INPUT FOR THIS TASK
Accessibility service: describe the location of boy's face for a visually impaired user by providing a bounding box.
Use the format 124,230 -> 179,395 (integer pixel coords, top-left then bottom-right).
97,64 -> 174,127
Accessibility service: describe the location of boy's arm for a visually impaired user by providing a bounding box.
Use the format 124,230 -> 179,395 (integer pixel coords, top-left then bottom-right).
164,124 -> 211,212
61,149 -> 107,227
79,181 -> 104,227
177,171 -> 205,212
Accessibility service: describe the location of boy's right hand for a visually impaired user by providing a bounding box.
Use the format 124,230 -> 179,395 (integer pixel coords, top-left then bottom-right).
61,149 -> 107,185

--

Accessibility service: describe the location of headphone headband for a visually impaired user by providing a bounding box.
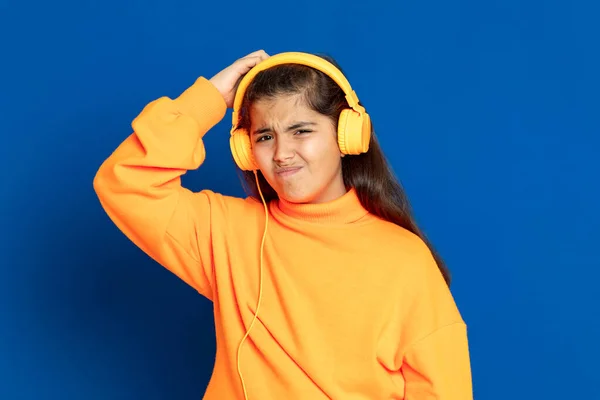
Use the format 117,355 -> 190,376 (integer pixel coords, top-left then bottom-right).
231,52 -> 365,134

EXERCISE DETAILS
Copy the rows above word for word, from the line with "Accessibility service: describe the location of boy's right" up to and including the line with "61,149 -> 107,185".

FINAL ANSWER
Accessibility service: describe the location of boy's right hand for a visually impaired user by providing a bounding box.
Use the format 124,230 -> 179,395 (integer pixel coords, top-left then bottom-right).
61,149 -> 107,185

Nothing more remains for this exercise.